• **Enunciado**:
Indica cuántas líneas de los registros contienen la cadena "table", teniendo en cuenta la distinción entre mayúsculas y minúsculas. Escribe únicamente el número.

• **Registros**:
━━━

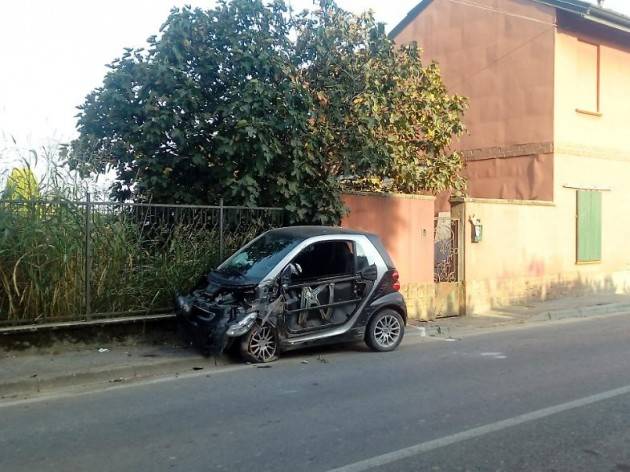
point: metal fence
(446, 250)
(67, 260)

━━━

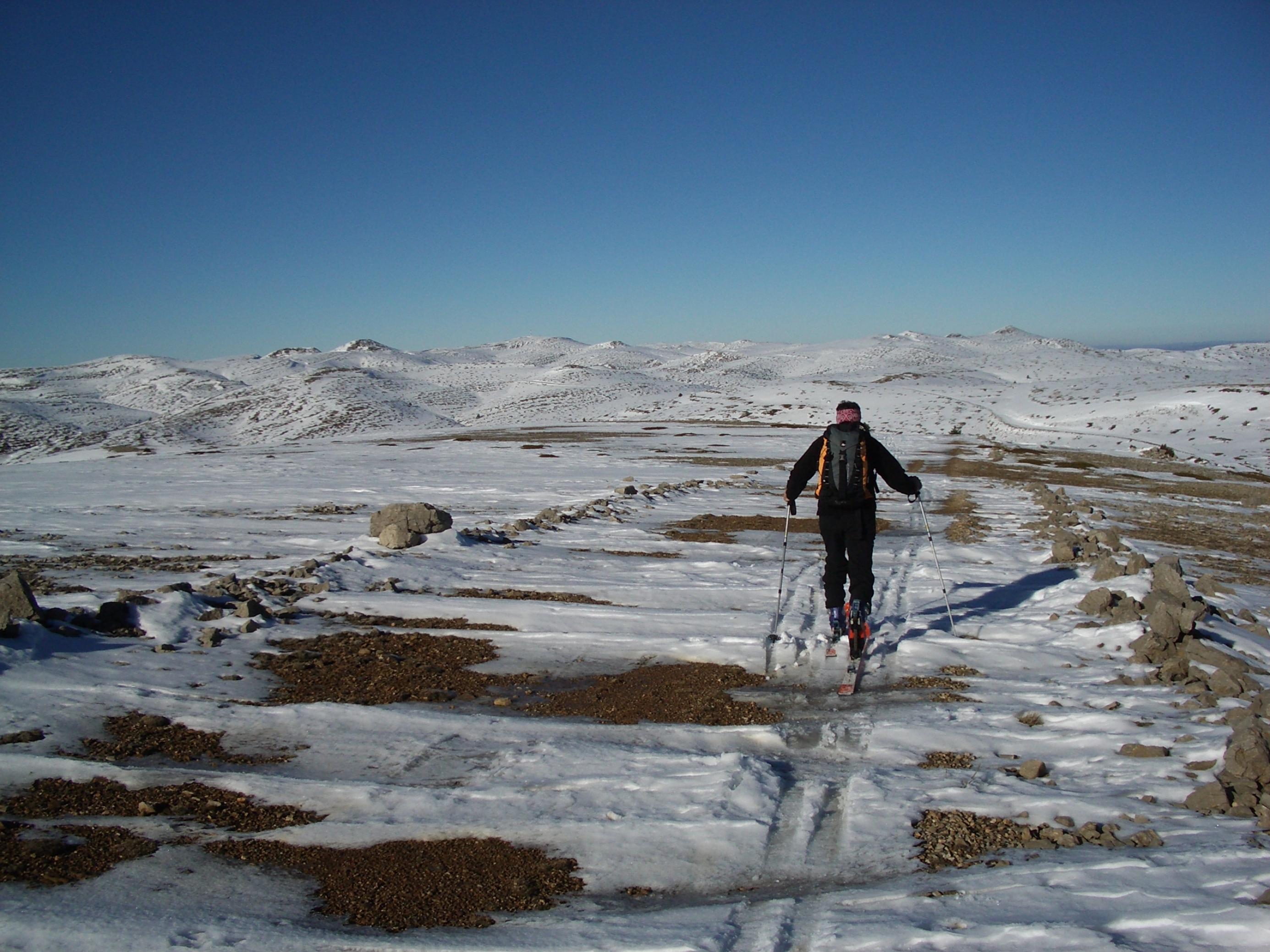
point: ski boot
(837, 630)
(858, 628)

━━━

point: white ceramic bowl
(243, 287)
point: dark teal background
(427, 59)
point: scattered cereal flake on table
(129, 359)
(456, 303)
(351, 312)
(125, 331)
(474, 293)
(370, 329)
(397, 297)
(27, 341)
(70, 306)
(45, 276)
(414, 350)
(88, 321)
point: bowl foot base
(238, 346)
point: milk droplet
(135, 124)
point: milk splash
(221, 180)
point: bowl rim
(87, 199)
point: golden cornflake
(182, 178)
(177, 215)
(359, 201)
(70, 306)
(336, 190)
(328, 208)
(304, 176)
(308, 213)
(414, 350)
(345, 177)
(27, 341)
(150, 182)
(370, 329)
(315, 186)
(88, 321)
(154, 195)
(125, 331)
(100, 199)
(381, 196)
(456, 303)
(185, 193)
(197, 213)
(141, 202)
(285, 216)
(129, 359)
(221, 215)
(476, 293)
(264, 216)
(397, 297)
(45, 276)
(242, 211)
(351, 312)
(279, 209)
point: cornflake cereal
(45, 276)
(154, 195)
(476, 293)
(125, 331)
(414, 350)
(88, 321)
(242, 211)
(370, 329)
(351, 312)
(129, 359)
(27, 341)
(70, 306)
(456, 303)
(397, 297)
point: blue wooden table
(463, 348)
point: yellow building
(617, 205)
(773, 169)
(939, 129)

━━━

• **Resultado obtenido**:
2